Data kotak pembatas

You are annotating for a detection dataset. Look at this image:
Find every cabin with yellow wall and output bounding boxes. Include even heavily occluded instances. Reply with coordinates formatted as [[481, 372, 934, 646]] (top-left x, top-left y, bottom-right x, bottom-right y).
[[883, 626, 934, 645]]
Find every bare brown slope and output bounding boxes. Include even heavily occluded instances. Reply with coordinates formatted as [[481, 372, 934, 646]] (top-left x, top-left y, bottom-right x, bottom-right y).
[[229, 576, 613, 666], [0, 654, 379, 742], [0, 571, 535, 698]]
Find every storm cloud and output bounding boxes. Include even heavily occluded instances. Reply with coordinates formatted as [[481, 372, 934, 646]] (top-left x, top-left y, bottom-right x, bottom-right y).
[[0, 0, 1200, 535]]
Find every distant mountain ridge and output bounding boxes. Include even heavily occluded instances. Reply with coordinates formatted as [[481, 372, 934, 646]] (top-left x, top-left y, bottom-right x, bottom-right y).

### [Petunjuk Latihan]
Tulis ulang materi dari baris yang memuat "Find every storm" sampai akhir materi, termasuk permintaannya. Skalakan setiap koordinat dalam jawaban dengan faktor 2,4, lalu bulatkan ke bilangan bulat dengan nilai setengah dibulatkan ke atas.

### [Hasil Latihan]
Find every storm cloud and output bounding boxes. Include even heavily occluded instances. Reply with coordinates formatted as [[481, 372, 934, 646]] (top-left x, top-left y, bottom-right x, bottom-right y).
[[0, 0, 2880, 1284]]
Find every distant mountain ridge and output bounding boxes. Include even heavily occluded instances. Reply with coordinates formatted as [[481, 372, 934, 646]] (top-left x, top-left y, bottom-right x, bottom-right y).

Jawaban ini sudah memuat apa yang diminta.